== Given passage ==
═══

I don’t want to live in a country where Trump could be held accountable.

USA TODAY Opinion columnist Rex Huppke.

From Rex Huppke, USA TODAY,  also reprinted on MSN.com

[* It is clear from the word choices, UPPER CASE WORDS, and quotation marks that this person’s article is saying the opposite of what he claims to be for or against. He is mocking at least half the country. — TPR]

Now that my favorite president, Donald Trump, is facing a 37-count indictment from the feds, I join with my brothers and sisters in MAGA, and with all sensible Republicans, in saying this: I’m not sure I want to live in a country where a former president can wave around classified documents he’s not supposed to have and say, “This is secret information. Look at this,” and then be held accountable for his actions.

I mean, what kind of country have we become? One in which federal prosecutors can take “evidence” before a “grand jury,” and that grand jury can “vote to indict” a former president for 37 alleged “crimes”?  Look at all the other people out there in America, including Democrats like Hillary Clinton and President Joe Biden, who HAVEN’T been indicted for crimes on the flimsy excuse that there is no “evidence” they did crimes. THAT’S TOTALLY UNFAIR!

It’s like Republican Virginia Gov. Glenn Youngkin wrote in a tweet Friday: “These charges are unprecedented and it’s a sad day for our country, especially in light of what clearly appears to be a two-tiered justice system where some are selectively prosecuted, and others are not.”

TWO TIERS! One tier in which President Trump keeps getting indicted via both state and federal justice systems and another in which the people I don’t like keep getting not indicted via all the things Fox News tells me they did wrong.

═══

== Listed records ==
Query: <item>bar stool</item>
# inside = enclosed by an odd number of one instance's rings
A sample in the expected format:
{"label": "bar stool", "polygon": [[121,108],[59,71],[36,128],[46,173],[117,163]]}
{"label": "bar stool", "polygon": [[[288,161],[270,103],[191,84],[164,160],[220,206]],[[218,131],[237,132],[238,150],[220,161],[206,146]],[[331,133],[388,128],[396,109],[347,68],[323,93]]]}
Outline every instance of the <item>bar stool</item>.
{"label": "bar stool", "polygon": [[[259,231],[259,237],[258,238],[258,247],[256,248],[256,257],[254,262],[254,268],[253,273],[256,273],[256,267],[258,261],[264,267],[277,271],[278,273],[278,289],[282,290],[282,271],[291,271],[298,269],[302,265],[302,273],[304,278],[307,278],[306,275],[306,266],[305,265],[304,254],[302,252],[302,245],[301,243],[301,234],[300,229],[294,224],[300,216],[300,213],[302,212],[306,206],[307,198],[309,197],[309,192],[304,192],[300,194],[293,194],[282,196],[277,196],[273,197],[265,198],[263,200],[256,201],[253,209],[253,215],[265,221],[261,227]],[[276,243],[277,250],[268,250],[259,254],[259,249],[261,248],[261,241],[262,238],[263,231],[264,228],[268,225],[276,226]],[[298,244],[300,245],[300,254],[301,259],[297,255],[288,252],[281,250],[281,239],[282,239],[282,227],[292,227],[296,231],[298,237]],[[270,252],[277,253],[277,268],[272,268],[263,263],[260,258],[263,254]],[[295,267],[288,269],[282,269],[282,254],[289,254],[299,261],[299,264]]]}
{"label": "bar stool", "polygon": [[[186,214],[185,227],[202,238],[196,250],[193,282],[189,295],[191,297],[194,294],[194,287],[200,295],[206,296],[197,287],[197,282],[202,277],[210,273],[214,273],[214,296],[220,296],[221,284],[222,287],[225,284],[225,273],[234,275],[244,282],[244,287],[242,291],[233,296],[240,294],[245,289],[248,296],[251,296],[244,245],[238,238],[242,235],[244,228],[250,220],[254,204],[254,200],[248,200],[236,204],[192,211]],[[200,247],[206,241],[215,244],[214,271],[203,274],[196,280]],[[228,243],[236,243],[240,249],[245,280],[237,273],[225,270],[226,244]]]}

═══

== What is required ==
Reproduce the full column on Trump's indictment, word for word, from its first line to its last.

== Response ==
I don’t want to live in a country where Trump could be held accountable.

USA TODAY Opinion columnist Rex Huppke.

From Rex Huppke, USA TODAY,  also reprinted on MSN.com

[* It is clear from the word choices, UPPER CASE WORDS, and quotation marks that this person’s article is saying the opposite of what he claims to be for or against. He is mocking at least half the country. — TPR]

Now that my favorite president, Donald Trump, is facing a 37-count indictment from the feds, I join with my brothers and sisters in MAGA, and with all sensible Republicans, in saying this: I’m not sure I want to live in a country where a former president can wave around classified documents he’s not supposed to have and say, “This is secret information. Look at this,” and then be held accountable for his actions.

I mean, what kind of country have we become? One in which federal prosecutors can take “evidence” before a “grand jury,” and that grand jury can “vote to indict” a former president for 37 alleged “crimes”?  Look at all the other people out there in America, including Democrats like Hillary Clinton and President Joe Biden, who HAVEN’T been indicted for crimes on the flimsy excuse that there is no “evidence” they did crimes. THAT’S TOTALLY UNFAIR!

It’s like Republican Virginia Gov. Glenn Youngkin wrote in a tweet Friday: “These charges are unprecedented and it’s a sad day for our country, especially in light of what clearly appears to be a two-tiered justice system where some are selectively prosecuted, and others are not.”

TWO TIERS! One tier in which President Trump keeps getting indicted via both state and federal justice systems and another in which the people I don’t like keep getting not indicted via all the things Fox News tells me they did wrong.